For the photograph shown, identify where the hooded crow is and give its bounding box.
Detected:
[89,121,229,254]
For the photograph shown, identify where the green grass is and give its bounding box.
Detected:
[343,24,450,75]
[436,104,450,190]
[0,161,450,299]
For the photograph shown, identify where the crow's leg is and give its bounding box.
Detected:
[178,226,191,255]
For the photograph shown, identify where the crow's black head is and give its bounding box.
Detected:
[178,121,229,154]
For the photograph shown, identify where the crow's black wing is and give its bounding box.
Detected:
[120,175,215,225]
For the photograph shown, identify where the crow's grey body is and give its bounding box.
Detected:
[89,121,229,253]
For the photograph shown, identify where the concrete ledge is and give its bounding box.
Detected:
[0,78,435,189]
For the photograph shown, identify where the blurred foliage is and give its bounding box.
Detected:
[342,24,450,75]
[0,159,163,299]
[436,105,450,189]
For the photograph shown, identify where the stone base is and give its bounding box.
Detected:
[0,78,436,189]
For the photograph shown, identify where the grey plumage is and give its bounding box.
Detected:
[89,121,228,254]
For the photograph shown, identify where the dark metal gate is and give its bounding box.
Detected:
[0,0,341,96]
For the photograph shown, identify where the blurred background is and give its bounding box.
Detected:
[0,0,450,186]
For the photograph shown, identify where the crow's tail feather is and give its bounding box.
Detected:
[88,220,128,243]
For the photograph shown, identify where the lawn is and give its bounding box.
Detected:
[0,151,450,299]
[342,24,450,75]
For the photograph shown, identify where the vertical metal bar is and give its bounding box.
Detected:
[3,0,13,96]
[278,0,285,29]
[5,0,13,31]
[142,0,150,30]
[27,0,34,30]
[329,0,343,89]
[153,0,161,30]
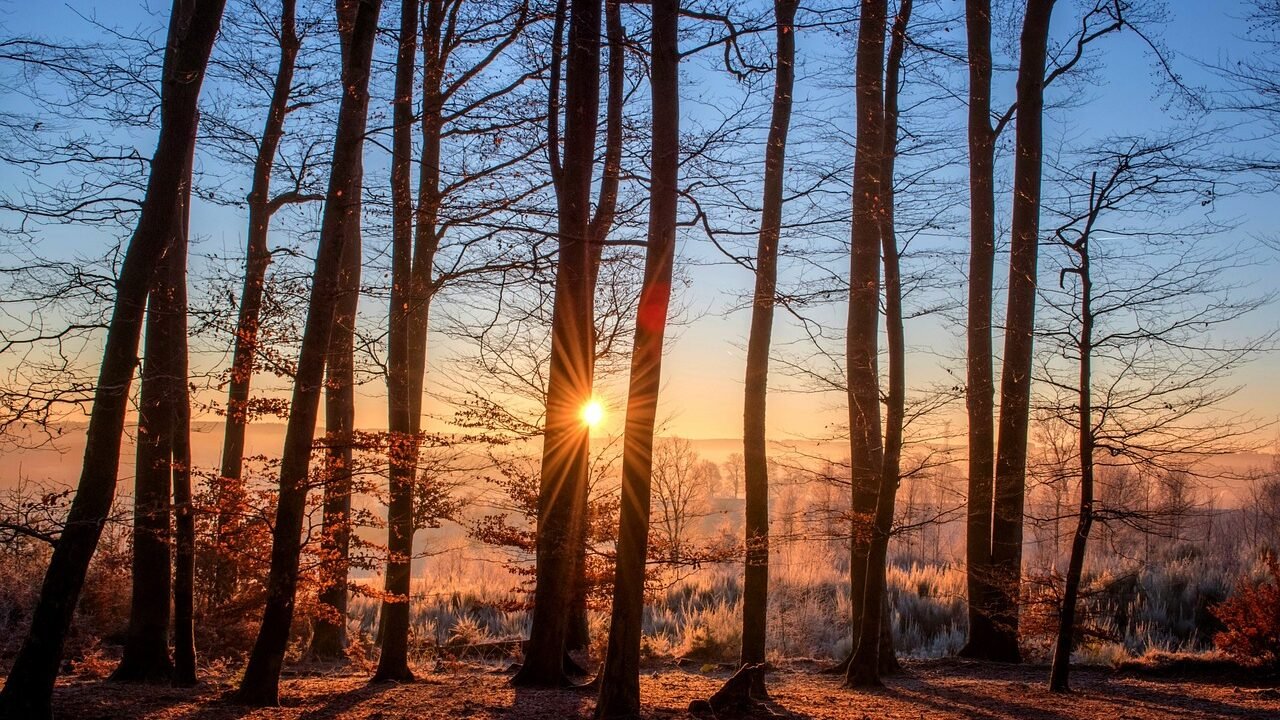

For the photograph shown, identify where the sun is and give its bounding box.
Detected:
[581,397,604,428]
---------------
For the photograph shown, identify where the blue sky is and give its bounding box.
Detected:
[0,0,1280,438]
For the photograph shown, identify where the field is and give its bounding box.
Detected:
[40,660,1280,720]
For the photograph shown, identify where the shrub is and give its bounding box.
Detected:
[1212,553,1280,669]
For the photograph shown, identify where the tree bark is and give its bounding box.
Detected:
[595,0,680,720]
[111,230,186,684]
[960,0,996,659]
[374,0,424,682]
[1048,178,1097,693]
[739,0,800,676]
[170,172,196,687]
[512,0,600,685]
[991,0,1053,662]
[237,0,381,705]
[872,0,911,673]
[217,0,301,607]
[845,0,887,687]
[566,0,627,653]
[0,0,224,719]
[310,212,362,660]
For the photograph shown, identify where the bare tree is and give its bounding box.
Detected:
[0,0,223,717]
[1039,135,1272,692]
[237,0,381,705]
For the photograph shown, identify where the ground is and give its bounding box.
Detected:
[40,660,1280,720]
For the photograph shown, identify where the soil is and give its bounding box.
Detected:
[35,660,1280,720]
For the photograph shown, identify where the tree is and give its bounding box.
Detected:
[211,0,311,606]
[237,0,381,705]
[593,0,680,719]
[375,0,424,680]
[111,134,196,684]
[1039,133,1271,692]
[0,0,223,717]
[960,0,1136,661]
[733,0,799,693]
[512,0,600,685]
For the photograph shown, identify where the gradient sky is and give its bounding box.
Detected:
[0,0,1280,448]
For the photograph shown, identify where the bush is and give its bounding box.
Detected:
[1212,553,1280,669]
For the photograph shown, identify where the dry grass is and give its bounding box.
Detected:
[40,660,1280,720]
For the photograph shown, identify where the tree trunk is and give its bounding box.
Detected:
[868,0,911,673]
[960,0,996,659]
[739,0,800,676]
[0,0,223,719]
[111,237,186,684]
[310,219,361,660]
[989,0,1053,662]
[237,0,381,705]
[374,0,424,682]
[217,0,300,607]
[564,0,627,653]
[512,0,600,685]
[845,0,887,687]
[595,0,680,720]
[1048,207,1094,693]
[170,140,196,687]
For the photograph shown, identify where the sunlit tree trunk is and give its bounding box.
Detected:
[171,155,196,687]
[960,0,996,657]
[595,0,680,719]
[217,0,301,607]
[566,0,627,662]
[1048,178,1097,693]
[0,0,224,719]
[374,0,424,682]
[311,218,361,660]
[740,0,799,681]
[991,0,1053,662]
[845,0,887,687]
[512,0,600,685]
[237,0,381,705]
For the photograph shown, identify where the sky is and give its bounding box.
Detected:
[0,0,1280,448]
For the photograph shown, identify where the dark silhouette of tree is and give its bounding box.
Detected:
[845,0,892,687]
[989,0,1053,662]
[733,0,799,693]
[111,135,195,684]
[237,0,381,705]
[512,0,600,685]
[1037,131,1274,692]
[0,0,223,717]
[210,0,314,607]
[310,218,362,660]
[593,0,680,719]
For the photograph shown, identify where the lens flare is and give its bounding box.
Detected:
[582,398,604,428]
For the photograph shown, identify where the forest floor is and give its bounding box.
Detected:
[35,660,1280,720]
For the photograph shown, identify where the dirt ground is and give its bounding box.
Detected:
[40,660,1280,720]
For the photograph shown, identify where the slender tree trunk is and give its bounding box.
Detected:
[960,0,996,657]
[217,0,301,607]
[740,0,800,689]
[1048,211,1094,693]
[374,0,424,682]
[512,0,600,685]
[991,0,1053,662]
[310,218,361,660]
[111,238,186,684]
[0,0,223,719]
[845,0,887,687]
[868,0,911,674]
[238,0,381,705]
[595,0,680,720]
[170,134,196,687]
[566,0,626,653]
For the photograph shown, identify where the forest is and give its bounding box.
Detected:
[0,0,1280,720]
---------------
**Set task:**
Reproduce only the rows that start with the line containing "For the photograph shown, identify where the hooded" and end with the line containing "[0,161,450,299]", both lines included. Replace "hooded crow" with "carrion crow" and keep everything else identical.

**Response to this task:**
For the photograph shown, identify where the carrion crow is and give its bounding box.
Detected:
[89,121,229,254]
For the photograph shown, identify where the green grass is and give its bounding box.
Detected:
[343,24,450,75]
[436,104,450,190]
[0,161,450,299]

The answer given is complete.